Exercise:
Write out the items below again, substituting "nonzero winding rule" for every occurrence of "even-odd rule" and leaving everything else unchanged.

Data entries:
-*-
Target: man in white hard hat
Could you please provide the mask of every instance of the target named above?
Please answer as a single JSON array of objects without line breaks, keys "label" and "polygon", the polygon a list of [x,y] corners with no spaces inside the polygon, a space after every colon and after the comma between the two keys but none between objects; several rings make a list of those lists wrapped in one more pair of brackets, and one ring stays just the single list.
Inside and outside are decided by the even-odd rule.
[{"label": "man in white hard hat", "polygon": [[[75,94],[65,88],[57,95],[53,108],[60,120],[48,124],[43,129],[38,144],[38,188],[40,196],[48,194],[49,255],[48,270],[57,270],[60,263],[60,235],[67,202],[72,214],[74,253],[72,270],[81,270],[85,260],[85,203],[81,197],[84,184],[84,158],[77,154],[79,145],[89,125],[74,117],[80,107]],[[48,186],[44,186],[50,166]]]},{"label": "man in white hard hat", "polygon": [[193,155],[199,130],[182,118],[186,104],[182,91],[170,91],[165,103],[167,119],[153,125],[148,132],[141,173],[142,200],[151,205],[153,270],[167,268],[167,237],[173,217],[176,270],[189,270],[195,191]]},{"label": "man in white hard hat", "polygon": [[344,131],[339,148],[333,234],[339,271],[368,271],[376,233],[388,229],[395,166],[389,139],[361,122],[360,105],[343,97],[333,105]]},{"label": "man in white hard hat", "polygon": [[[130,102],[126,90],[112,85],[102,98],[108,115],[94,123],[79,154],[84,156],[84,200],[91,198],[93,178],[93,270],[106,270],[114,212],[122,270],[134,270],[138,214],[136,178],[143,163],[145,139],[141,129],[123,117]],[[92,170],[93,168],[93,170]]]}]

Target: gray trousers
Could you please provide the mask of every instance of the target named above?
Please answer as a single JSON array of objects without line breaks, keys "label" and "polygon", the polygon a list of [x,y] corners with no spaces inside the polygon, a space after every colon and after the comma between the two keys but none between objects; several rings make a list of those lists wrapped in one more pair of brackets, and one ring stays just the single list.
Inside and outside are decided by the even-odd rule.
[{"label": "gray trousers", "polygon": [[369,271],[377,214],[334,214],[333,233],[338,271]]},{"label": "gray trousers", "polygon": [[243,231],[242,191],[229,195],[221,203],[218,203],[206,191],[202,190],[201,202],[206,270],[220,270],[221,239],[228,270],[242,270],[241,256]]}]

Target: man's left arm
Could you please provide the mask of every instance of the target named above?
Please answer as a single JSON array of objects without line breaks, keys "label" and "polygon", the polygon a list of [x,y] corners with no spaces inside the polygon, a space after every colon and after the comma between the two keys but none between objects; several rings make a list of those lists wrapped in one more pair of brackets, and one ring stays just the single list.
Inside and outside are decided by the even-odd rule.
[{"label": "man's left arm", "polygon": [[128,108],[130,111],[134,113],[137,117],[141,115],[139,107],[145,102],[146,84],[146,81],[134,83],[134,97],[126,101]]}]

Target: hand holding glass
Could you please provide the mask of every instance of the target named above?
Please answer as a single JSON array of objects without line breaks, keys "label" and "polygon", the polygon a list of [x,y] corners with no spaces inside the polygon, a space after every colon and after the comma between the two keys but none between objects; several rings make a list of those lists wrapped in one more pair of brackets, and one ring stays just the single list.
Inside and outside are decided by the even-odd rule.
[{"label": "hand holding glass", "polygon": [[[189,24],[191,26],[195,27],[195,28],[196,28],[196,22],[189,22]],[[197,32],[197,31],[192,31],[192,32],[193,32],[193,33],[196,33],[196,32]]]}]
-*-
Response:
Target: man in white hard hat
Could you please provide the mask of every instance of the target named above?
Please answer as a single JSON array of objects without line breaks, keys "label" and "polygon", the polygon a list of [x,y] corners with no spaces inside the polygon, a space after every colon and after the comma between the two keys but none between objects; several rings make a list of those lists wrapped in one more pair of brackets, and one ring stays just the single list.
Inside and outside are decided by the nonzero winding rule.
[{"label": "man in white hard hat", "polygon": [[[75,94],[65,88],[57,95],[53,108],[60,120],[48,124],[43,129],[38,144],[38,188],[40,196],[48,194],[49,255],[48,270],[57,270],[60,263],[60,235],[67,202],[72,214],[74,253],[72,270],[81,270],[85,260],[85,203],[81,197],[84,184],[84,158],[77,154],[79,145],[89,125],[74,117],[80,107]],[[48,186],[44,186],[50,166]]]},{"label": "man in white hard hat", "polygon": [[193,155],[199,130],[182,118],[186,104],[182,91],[170,91],[165,103],[167,119],[153,125],[148,132],[141,173],[142,200],[151,205],[153,270],[167,268],[167,237],[173,217],[176,270],[189,270],[195,191]]},{"label": "man in white hard hat", "polygon": [[344,131],[339,148],[333,234],[339,271],[368,271],[376,233],[388,229],[395,166],[389,139],[361,122],[360,105],[343,97],[333,105]]},{"label": "man in white hard hat", "polygon": [[[130,102],[126,90],[112,85],[102,98],[108,115],[94,123],[79,154],[84,156],[84,200],[91,198],[93,178],[93,270],[106,270],[114,212],[122,270],[134,270],[138,214],[136,178],[143,163],[145,139],[141,129],[123,117]],[[92,170],[93,168],[93,170]]]}]

Target: gray trousers
Could you please provide the mask of every instance of the target named above?
Please answer as a single JSON array of objects without line breaks, keys "label" and "polygon", the polygon a list of [x,y] corners with no spaces inside the polygon, a space after every colon and after the comma between the two keys but none between objects; several rings make a list of those lists wrapped in one more pair of brackets, and one ring stays just the single list.
Inside and outside are decided by the nonzero winding rule.
[{"label": "gray trousers", "polygon": [[369,271],[377,214],[334,214],[333,233],[338,271]]},{"label": "gray trousers", "polygon": [[243,231],[242,191],[229,195],[221,203],[218,203],[206,191],[202,190],[201,202],[206,270],[220,270],[221,239],[228,270],[242,270],[241,256]]}]

Target: man's left arm
Could you please provide the mask of every instance of the target named above?
Please answer as a single JSON array of objects without line breaks, keys "label" and "polygon", the polygon a list of [x,y] corners with no spaces inside the polygon, a space after every colon and after the comma between the two keys but none between objects; several rings make a list of those lists wrapped in one more pair of brackets, and one ring stays just the single list.
Inside and outside are decided by the nonzero winding rule.
[{"label": "man's left arm", "polygon": [[128,108],[130,111],[134,113],[137,117],[141,115],[139,107],[145,102],[146,84],[146,81],[134,83],[134,97],[126,101]]}]

Target: hand holding glass
Could you please provide the mask of every instance of the target named above?
Please answer as a single JSON array of objects without line breaks, keys "label" and "polygon", the polygon a list of [x,y] corners with no spaces inside the polygon, a space after every colon and after the comma between the two keys but none between objects; several rings make a list of those lists wrapped in one more pair of brackets, and one ring stays just the single list.
Inside and outside are decided by the nonzero winding rule.
[{"label": "hand holding glass", "polygon": [[[189,24],[191,26],[195,27],[195,28],[196,28],[196,22],[189,22]],[[197,32],[197,31],[192,31],[192,32],[193,32],[193,33],[196,33],[196,32]]]}]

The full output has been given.